Les soignants ont pris conscience, depuis une trentaine d’années, que soigner quelqu’un, ce n’est pas seulement s’intéresser à sa maladie ou à ce qui lui fait mal. Cela s’est fait progressivement, même si c’était très présent dans les premiers temps où le soin s’institutionnalisait, au temps des premiers hospices (Clément An-Dung Nguyen).

De nombreux soignants ont une vie spirituelle. Continuer à vouloir ignorer cette réalité, renvoyer chacun à sa sphère privée, empêcher le partage de ce qui se vit réellement, n’est-ce pas se priver de ce qui pourrait s’avérer une ressource précieuse au service de la qualité des soins (Isabelle Rémy-Largeau) ? Ainsi, les jeunes externes qui ont une vie spirituelle partagent une approche humaniste avec sans doute plus d’intensité que la plupart de leurs « confrères » : qualité de l’écoute, douceur, attention à la pudeur, délicatesse des paroles, respect de la dignité, souci profond d’explication, approche globale du patient (Patrick Langue). Une sage-femme écrit dans le même sens : « À travers mes consultations ou les entretiens, j’essaie d’ouvrir mon champ à l’écoute de cette personne, qui n’est pas seulement un dossier ou une patiente lambda. J’ai un peu l’impression de lui tenir la main pendant un temps privilégié, avant de la transmettre à mes collègues, puis de la laisser faire son bout de chemin » (A.-S. T.).

■ **CONSIGNE**:
Citez fidèlement le passage du texte sur la spiritualité des soignants qui s'ouvre sur les mots contenant « Les soignants ont » et se termine par « (Clément An-Dung Nguyen). ».

■ **Entrées tirées d'une collection**:
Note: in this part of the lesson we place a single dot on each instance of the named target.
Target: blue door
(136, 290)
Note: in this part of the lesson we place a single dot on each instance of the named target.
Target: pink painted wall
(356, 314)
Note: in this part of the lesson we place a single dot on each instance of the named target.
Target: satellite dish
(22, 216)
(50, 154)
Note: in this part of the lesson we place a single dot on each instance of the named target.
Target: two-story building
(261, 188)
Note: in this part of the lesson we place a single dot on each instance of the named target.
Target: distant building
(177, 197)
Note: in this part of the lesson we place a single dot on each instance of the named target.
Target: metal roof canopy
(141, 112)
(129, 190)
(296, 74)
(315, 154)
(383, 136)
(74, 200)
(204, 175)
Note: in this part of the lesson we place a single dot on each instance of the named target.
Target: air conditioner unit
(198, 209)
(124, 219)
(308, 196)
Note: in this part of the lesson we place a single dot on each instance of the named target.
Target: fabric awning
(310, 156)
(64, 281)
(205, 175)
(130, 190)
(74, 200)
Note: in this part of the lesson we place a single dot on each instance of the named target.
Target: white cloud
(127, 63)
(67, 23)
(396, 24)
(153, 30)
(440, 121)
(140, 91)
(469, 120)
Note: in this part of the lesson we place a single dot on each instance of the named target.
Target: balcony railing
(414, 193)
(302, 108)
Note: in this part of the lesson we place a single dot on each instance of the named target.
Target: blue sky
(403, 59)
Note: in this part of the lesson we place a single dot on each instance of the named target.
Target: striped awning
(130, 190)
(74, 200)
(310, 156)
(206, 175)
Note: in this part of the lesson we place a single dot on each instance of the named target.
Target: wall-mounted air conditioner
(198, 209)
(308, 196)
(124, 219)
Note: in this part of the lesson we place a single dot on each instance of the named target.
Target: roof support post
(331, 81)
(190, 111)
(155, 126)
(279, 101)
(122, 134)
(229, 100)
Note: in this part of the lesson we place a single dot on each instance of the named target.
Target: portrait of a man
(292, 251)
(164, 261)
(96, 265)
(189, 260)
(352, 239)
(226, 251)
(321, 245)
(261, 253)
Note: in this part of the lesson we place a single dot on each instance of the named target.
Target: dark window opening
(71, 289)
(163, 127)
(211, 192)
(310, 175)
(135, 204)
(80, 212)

■ **CORRIGÉ**:
Les soignants ont pris conscience, depuis une trentaine d’années, que soigner quelqu’un, ce n’est pas seulement s’intéresser à sa maladie ou à ce qui lui fait mal. Cela s’est fait progressivement, même si c’était très présent dans les premiers temps où le soin s’institutionnalisait, au temps des premiers hospices (Clément An-Dung Nguyen).